** Problem to solve **
Using the listing below, give again exactly the lines from the line with "Category: wooden piling" to the line with "Provide the position", inclusive, without the pictures.

(Beginning of Material provided)

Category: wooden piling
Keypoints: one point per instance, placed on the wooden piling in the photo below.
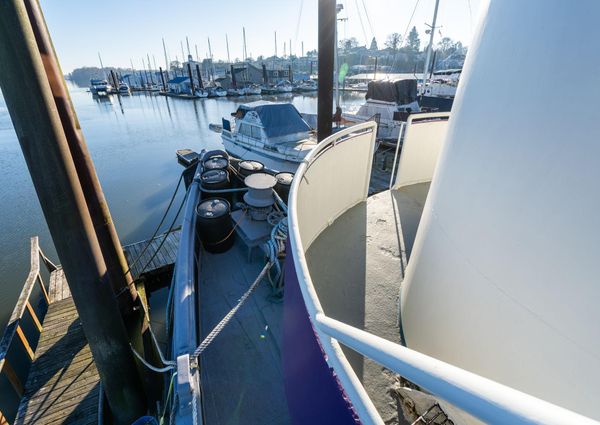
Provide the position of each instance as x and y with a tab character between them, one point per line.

(End of Material provided)
(Beginning of Material provided)

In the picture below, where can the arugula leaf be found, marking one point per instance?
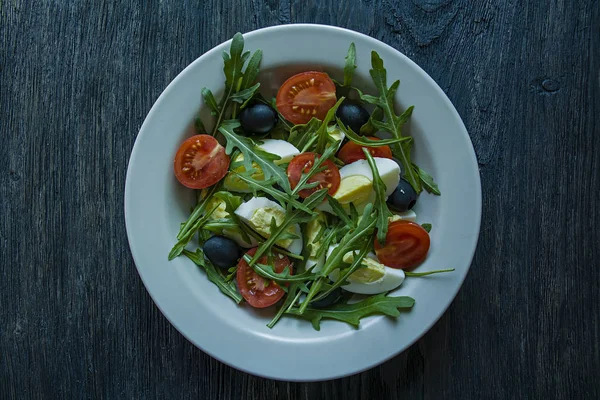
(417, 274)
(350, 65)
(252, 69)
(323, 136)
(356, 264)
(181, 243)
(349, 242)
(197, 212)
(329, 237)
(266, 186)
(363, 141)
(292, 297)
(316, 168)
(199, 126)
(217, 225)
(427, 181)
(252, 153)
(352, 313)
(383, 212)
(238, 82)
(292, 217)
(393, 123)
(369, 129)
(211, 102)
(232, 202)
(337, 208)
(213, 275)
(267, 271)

(End of Material provided)

** Exercise response **
Category: wooden piling
Keypoints: one point per instance, placed on the wooden piling in the photo below.
Provide the position of each instance as x and y with a tab character between them, one point per line.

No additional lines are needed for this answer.